Saved entries:
※ ※ ※

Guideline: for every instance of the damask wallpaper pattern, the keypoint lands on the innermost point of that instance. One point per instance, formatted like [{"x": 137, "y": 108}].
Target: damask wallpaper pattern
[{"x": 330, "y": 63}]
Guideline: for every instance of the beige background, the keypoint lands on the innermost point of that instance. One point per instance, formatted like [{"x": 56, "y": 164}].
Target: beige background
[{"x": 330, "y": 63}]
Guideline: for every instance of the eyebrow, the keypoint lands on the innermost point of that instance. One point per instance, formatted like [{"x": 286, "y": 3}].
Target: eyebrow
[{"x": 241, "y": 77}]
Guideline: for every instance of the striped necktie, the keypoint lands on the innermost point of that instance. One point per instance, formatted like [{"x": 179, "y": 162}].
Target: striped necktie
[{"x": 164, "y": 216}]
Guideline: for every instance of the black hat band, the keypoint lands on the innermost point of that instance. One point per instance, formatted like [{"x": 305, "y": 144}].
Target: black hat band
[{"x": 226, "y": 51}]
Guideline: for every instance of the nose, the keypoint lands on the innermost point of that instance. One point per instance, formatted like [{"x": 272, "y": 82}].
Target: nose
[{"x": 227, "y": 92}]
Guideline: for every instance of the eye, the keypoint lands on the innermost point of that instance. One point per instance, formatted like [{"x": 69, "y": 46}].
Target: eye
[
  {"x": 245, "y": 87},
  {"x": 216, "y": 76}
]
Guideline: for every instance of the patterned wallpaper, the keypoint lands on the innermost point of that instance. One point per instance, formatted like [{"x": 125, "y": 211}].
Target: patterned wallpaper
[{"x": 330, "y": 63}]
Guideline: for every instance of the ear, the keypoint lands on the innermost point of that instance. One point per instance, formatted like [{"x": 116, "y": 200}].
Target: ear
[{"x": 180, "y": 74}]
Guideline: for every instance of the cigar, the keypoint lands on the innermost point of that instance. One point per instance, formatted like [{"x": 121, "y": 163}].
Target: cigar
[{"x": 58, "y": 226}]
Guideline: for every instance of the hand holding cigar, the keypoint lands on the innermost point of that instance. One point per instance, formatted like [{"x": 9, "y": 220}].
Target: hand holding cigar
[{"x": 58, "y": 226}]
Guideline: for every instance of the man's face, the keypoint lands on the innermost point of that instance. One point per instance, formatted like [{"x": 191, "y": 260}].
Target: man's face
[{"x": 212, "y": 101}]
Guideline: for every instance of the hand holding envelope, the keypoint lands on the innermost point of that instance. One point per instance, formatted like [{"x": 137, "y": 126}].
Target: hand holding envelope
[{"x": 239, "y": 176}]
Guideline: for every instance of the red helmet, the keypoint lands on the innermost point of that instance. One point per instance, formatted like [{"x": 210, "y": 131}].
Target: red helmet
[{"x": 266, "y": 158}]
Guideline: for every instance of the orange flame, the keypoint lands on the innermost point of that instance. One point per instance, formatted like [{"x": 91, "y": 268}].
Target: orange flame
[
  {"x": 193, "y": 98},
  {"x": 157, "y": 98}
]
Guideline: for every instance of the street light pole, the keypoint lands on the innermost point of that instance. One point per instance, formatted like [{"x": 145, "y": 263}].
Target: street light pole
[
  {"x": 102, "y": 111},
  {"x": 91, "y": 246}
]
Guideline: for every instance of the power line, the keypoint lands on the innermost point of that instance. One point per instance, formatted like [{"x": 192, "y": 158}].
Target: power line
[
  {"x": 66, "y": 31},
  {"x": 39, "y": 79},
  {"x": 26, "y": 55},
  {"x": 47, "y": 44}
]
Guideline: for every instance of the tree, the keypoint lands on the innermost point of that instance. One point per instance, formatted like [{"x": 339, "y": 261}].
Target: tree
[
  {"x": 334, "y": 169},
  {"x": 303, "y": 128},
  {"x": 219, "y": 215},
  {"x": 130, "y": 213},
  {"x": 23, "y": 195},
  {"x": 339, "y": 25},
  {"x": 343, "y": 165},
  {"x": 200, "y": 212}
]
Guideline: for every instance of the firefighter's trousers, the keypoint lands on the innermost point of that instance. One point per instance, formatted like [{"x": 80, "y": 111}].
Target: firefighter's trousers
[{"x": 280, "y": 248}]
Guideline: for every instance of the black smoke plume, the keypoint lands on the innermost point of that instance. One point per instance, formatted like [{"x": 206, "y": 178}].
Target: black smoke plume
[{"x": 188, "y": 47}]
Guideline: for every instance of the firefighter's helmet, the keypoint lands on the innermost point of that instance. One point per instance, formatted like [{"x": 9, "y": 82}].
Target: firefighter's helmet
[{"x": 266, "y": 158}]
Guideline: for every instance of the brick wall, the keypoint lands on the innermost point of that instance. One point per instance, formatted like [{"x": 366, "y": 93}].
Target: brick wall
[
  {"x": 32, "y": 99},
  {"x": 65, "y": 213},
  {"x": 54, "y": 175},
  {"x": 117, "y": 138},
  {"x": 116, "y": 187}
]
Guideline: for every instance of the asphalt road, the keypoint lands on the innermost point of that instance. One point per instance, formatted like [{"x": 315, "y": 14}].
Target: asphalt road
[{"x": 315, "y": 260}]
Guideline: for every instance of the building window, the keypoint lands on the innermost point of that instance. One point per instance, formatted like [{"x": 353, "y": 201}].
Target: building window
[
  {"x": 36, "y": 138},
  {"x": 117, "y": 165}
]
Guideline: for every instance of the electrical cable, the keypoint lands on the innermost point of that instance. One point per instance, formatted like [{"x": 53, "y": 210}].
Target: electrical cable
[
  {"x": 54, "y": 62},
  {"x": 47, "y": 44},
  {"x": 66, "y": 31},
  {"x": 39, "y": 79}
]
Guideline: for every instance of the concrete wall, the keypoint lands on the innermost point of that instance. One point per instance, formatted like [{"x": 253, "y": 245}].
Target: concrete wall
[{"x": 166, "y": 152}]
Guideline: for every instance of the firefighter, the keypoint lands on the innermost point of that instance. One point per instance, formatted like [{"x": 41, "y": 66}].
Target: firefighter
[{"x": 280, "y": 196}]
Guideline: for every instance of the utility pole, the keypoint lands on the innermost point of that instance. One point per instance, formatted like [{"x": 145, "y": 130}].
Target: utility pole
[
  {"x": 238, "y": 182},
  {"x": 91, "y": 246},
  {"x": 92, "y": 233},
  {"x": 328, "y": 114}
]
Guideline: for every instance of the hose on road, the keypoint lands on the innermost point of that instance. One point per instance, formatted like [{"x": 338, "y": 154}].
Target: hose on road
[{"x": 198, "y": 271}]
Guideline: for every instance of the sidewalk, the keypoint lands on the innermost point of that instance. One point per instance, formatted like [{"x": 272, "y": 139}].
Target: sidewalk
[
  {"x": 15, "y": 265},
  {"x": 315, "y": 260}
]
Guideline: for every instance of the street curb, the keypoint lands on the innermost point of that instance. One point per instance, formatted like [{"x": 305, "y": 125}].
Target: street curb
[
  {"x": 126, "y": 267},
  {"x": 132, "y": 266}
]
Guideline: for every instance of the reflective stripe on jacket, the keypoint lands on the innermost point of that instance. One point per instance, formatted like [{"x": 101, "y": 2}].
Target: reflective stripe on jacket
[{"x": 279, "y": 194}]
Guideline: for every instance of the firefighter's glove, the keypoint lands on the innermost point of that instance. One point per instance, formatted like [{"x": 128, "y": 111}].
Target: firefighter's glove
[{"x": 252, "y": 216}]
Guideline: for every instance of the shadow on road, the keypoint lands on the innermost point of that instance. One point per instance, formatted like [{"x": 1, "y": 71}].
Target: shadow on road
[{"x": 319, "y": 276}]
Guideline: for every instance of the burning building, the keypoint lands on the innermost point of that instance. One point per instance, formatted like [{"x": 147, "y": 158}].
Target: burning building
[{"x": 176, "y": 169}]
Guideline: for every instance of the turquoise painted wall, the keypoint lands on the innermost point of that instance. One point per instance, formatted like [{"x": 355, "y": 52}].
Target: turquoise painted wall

※ ※ ※

Lines with "painted" in them are what the answer must contain; copy each from the records above.

Guideline: for every instance of the turquoise painted wall, the keypoint lands on the innermost point of that instance. One point per instance, formatted like [{"x": 355, "y": 52}].
Target: turquoise painted wall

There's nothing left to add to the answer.